-- Begin --

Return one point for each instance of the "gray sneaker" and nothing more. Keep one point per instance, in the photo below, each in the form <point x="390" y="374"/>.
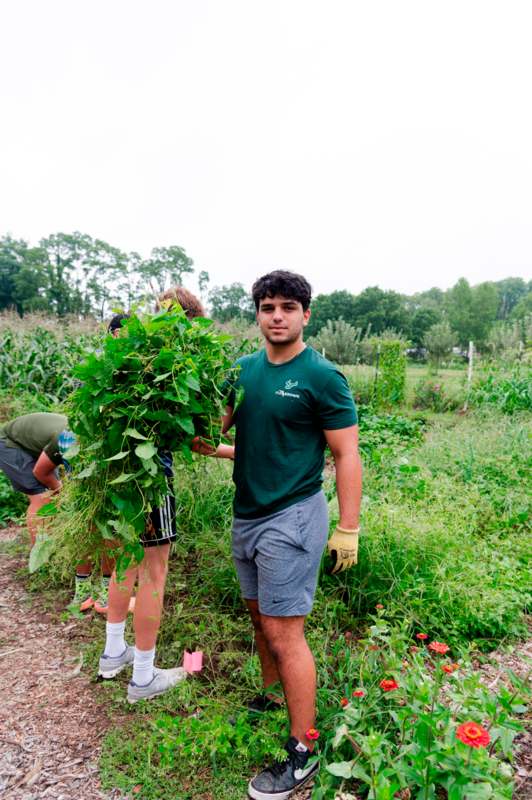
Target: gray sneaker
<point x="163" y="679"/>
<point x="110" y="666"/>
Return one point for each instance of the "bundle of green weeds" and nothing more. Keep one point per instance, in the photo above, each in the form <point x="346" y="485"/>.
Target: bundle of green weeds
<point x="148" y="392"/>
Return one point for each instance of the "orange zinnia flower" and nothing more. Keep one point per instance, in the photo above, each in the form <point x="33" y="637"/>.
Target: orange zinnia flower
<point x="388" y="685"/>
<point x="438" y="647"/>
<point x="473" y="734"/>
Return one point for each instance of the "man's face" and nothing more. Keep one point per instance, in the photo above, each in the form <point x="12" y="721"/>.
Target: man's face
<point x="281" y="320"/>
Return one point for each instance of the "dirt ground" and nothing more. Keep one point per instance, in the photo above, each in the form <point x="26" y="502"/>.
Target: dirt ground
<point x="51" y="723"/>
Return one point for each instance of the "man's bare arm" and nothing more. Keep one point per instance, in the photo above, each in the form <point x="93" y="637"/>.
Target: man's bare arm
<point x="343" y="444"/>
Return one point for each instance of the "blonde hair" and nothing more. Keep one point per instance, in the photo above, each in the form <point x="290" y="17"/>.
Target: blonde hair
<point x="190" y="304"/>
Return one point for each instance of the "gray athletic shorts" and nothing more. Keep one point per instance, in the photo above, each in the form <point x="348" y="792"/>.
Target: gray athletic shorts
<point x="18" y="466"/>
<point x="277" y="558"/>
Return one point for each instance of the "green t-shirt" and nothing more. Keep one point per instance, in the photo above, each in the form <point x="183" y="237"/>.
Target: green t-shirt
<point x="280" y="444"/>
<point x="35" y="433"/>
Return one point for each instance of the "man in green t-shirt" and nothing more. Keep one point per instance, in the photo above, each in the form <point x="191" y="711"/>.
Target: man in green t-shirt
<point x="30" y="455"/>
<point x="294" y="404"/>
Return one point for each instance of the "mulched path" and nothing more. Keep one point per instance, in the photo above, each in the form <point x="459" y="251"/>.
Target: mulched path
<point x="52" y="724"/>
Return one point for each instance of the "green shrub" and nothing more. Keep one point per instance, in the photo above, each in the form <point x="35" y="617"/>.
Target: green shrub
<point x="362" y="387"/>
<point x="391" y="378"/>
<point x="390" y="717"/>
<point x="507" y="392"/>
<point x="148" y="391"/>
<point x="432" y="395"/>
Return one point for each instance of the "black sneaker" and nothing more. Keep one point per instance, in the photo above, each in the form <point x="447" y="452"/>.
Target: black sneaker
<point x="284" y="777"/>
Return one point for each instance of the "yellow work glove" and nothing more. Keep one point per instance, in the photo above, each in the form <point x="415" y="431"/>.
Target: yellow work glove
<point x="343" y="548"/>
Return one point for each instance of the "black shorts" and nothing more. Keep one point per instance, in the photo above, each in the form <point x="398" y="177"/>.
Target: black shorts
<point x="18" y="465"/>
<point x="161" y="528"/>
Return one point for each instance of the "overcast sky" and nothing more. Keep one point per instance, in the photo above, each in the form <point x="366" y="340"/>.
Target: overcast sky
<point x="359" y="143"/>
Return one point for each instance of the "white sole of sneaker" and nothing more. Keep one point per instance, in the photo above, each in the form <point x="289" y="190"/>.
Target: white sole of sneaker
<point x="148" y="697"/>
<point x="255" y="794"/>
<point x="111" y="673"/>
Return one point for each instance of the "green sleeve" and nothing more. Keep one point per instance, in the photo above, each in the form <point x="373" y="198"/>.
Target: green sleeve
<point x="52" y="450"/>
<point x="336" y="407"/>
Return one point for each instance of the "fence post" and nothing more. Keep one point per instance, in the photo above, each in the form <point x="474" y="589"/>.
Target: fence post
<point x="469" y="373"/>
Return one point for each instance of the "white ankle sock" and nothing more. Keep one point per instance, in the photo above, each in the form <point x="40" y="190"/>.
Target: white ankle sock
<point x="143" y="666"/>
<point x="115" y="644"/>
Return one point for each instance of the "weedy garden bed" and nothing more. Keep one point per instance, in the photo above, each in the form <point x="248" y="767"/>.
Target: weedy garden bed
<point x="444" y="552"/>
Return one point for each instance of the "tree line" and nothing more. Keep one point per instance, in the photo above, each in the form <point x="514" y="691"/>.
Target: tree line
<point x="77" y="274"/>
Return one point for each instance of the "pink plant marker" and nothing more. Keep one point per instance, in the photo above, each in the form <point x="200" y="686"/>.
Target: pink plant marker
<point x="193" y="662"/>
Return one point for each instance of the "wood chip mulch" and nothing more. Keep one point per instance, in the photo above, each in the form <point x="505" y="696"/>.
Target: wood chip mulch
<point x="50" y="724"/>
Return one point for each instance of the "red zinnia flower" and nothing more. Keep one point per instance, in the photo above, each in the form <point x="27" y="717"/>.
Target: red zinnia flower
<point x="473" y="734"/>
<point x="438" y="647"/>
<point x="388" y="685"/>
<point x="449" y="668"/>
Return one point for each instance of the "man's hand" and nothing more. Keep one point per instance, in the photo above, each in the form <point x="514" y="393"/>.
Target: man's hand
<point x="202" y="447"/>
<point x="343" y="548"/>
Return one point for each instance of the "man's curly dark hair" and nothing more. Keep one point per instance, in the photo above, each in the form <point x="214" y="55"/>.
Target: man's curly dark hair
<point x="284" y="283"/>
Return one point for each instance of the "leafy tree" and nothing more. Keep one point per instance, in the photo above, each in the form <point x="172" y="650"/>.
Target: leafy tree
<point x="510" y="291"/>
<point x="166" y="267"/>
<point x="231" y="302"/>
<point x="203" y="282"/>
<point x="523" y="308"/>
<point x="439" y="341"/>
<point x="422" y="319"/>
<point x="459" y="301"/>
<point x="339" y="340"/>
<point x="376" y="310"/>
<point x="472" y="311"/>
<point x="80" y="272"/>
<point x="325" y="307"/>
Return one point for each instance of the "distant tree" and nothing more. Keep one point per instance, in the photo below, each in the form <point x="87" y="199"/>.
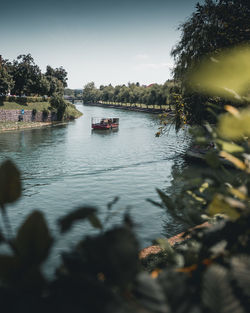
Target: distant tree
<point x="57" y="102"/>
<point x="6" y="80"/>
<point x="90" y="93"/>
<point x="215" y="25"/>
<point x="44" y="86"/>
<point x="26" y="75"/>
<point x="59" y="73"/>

-- End --

STATED EXERCISE - Copy the data word for word. Pictures do not go in the copy.

TASK ANSWER -
Return one point for each instance of the "gray sneaker" and nothing more. Keep one point per instance, in the photo below, each in the form <point x="390" y="374"/>.
Target: gray sneaker
<point x="163" y="679"/>
<point x="110" y="666"/>
Return one point for each instance of the "bundle of green weeds" and nothing more. Keep one point per instance, in the photo above, each in the form <point x="346" y="485"/>.
Target: bundle of green weeds
<point x="148" y="392"/>
Return one point for each instance of the "orange zinnia flower" and nothing more. Keep one point per instance, in the photo above, each in the form <point x="33" y="637"/>.
Target: orange zinnia flower
<point x="388" y="685"/>
<point x="438" y="647"/>
<point x="473" y="734"/>
Return one point for each instance of the "man's face" and nothing more. Keep one point per instance, in the photo above, each in the form <point x="12" y="721"/>.
Target: man's face
<point x="281" y="320"/>
Return one point for each instance of the "dirt ground" and nothing more. Keep one point per instance, in the photo above, each in the form <point x="26" y="502"/>.
Target: dirt ground
<point x="51" y="723"/>
Return one point for each instance of the "man's bare arm" and nothing more. Keep one point per instance, in the photo above, each in the form <point x="93" y="637"/>.
Target: man's bare arm
<point x="343" y="444"/>
Return one point for each instance of the "blonde hair" and nothing more. Keep one point per instance, in the photo above, each in the form <point x="290" y="17"/>.
Target: blonde hair
<point x="190" y="304"/>
Return one point for each instance of the "gray athletic shorts" and nothing more. Keep one point per instance, in the photo above, each in the form <point x="348" y="792"/>.
Target: gray athletic shorts
<point x="18" y="466"/>
<point x="277" y="558"/>
Return one point for each instance of the "green t-shirt" and nothing more. Keep one point per instance, in the photo above, each in the form <point x="183" y="237"/>.
Target: green t-shirt
<point x="280" y="444"/>
<point x="35" y="433"/>
Return one point for each instance of the "man in green t-shirt" and nothing more. Keep one point per instance, in the photo above, each in the form <point x="191" y="711"/>.
Target: man in green t-shirt
<point x="30" y="455"/>
<point x="294" y="404"/>
Return one point for each instance of the "mulched path" and nothing more. Keep one point per instance, in the photo above, each in the form <point x="459" y="251"/>.
Target: mulched path
<point x="52" y="724"/>
Return one point for each instance of the "green shrub" and nothing more. Keep one point per instance, in the photo above, each in the form <point x="35" y="617"/>.
Target: green shrub
<point x="362" y="387"/>
<point x="391" y="378"/>
<point x="390" y="717"/>
<point x="507" y="392"/>
<point x="148" y="391"/>
<point x="432" y="395"/>
Return one point for each instance of the "black sneaker" and nothing more. Keep one point per instance, in the photo above, each in the form <point x="447" y="452"/>.
Target: black sneaker
<point x="284" y="777"/>
Return one point for each instance of the "yellow work glove" and nothing more. Keep one point per instance, in the photo above, each in the form <point x="415" y="431"/>.
Target: yellow work glove
<point x="343" y="548"/>
Return one point for each instance of the "black shorts" and nothing more. Keep one point per instance, in the photo above, each in the form <point x="398" y="177"/>.
Target: black shorts
<point x="18" y="465"/>
<point x="161" y="528"/>
Return one point for each instance of the "overcast sky" and nothing more. Keep one point per instance, in the photo above, each in the form <point x="366" y="340"/>.
Target: overcast sky
<point x="359" y="143"/>
Return one point for each instance of the "white sole of sneaker" and nothing more. Keep one point per instance, in the photo above, each in the form <point x="289" y="190"/>.
Target: white sole of sneaker
<point x="148" y="697"/>
<point x="255" y="794"/>
<point x="111" y="673"/>
Return one point for each instance of the "green sleeve" and nothing more. Keep one point per instance, in the photo above, each in the form <point x="373" y="198"/>.
Target: green sleeve
<point x="52" y="450"/>
<point x="336" y="407"/>
Return one point for each instance of the "fence post" and nothing more. Keep one point per instance, in the photo above, each in the form <point x="474" y="589"/>.
Target: fence post
<point x="469" y="373"/>
Return one point for each instance of the "white ankle sock" and nothing more. Keep one point per instance, in the photo above, each in the form <point x="40" y="190"/>.
Target: white ankle sock
<point x="143" y="666"/>
<point x="115" y="644"/>
Return one point for each instance of the "weedy garden bed" and nothing more. Keep one point per instance, in the photo above, each in the form <point x="248" y="767"/>.
Target: weedy garden bed
<point x="444" y="552"/>
Return one point for each instance of the "tree line" and nothing more. Keep one point per instance, in the photo above, each in the form <point x="514" y="691"/>.
Target: tree line
<point x="77" y="274"/>
Return one point for each instance of the "pink plant marker" and nothing more. Keep one point per instance, in the photo above, each in the form <point x="200" y="686"/>.
Target: pink plant marker
<point x="193" y="662"/>
Return one point for each instance of the "wood chip mulch" and nothing more. Keep one point per instance, in the photo above, each in the form <point x="505" y="696"/>.
Target: wood chip mulch
<point x="50" y="724"/>
Return one point for each instance of the "red zinnia flower" and nothing more. Keep one point per instance, in the photo above, each in the form <point x="27" y="717"/>.
Target: red zinnia flower
<point x="473" y="734"/>
<point x="438" y="647"/>
<point x="388" y="685"/>
<point x="449" y="668"/>
Return one point for each instance of the "man's hand" and nothing more. Keep one point per instance, in the photo above, each in the form <point x="514" y="393"/>.
Target: man's hand
<point x="202" y="447"/>
<point x="343" y="548"/>
Return one point for each instance of the "man's curly dark hair" and nothing more. Keep one point per instance, in the photo above, each in the form <point x="214" y="55"/>.
Target: man's curly dark hair
<point x="284" y="283"/>
Return one point for each instance of the "leafy tree" and nothing more. Keep one point per instance, in the photo above, each in the form <point x="172" y="650"/>.
Target: leafy tree
<point x="510" y="291"/>
<point x="166" y="267"/>
<point x="231" y="302"/>
<point x="203" y="282"/>
<point x="523" y="308"/>
<point x="439" y="341"/>
<point x="422" y="319"/>
<point x="459" y="301"/>
<point x="339" y="340"/>
<point x="376" y="310"/>
<point x="472" y="311"/>
<point x="80" y="272"/>
<point x="325" y="307"/>
Return one point for each instance of the "distant tree" and nothing more. Keep one point per instance, in the photo below, each in the form <point x="87" y="199"/>.
Target: distant tree
<point x="57" y="102"/>
<point x="6" y="80"/>
<point x="90" y="93"/>
<point x="215" y="25"/>
<point x="44" y="86"/>
<point x="26" y="75"/>
<point x="59" y="73"/>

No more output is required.